Tasks |
1 - According to the battle solution, what is the highest probability of survival for Rattata?
2 - List every move named in the battle solution.

Passage shown |
Themed Challenge 2 (Manga/Anime): The Exhaustive Battle

The probability of Rattata winning is comprehensively the possibility of its survival in the first two rounds, and the probability of it beating Pikachu in the third round. It is necessary that Rattata beat Pikachu before the third round, otherwise Pikachu can use ShockWave, and immediately defeat Rattata. The possibility of survival in the first round can be divided into two parameters: whether his attack is on target, or whether both Rattata and Pikachu miss. Thus, the survival in the first round for Rattata is given by $\frac{1}{3} + \frac{4}{9}$ $=$ $\frac{7}{9}$ . In the second round, for highest probability of a hit Pikachu will use ThunderShock, because regardless of what move Pikachu makes in the second round, it will use ShockWave in the third round, and finish the battle. Now, Rattata can either use Tackle or Hyper Fang.

Case: 1 Rattata uses Hyper Fang

The probability of survival in the second round is given by $\frac{2}{3} + \frac{1}{6}$ $=$ $\frac{5}{6}$ . Now, in the third round, he can only use Tackle. Thus, probability of survival in the third round is just $\frac{1}{3}$ .

Thus, total possibility of survival for Rattata is $\frac{7}{9}\times\frac{5}{6}\times\frac{1}{3}$ $=$ $\boxed{\frac{35}{162}}$

Case: 2 Rattata uses Tackle

The probability of survival in the second round is given by $\frac{1}{3} + \frac{1}{3}$ $=$ $\frac{2}{3}$ . Now, in the third round, he can use Hyper Fang. Thus, probability of survival in the third round is just $\frac{2}{3}$ .

Thus, total possibility of survival for Rattata is $\frac{7}{9}\times\frac{2}{3}\times\frac{2}{3}$ $=$ $\boxed{\frac{28}{81}}$

Thus, the highest possibility of survival is $\frac{28}{81}$ . Thus, the answer is $\boxed{109}$

[Extracted records]
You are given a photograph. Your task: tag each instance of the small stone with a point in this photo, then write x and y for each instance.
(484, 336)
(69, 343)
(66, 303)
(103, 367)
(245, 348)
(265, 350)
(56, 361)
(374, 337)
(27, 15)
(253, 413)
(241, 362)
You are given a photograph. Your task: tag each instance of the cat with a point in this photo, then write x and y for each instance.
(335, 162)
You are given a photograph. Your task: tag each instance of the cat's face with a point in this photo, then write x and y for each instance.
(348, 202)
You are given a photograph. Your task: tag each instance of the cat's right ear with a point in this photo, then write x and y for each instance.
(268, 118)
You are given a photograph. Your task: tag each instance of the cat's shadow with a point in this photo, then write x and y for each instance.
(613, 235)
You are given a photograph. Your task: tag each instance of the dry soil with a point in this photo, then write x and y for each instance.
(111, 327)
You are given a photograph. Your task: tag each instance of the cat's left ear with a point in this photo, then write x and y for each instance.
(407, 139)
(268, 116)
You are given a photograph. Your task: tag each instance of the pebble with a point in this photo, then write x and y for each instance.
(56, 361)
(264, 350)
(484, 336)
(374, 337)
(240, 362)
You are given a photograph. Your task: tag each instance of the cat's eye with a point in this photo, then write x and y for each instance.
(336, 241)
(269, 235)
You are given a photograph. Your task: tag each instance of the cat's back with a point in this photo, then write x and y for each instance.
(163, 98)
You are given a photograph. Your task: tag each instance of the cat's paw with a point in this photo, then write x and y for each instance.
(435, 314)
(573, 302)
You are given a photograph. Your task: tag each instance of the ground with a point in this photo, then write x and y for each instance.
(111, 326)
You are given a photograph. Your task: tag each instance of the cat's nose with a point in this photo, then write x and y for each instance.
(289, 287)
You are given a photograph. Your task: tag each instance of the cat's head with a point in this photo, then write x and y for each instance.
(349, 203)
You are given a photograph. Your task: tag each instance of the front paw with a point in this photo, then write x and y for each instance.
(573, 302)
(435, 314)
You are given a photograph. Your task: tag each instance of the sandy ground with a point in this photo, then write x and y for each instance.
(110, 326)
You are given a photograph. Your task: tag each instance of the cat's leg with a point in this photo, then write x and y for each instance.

The answers |
1 - 28/81

2 - ShockWave, ThunderShock, Tackle, Hyper Fang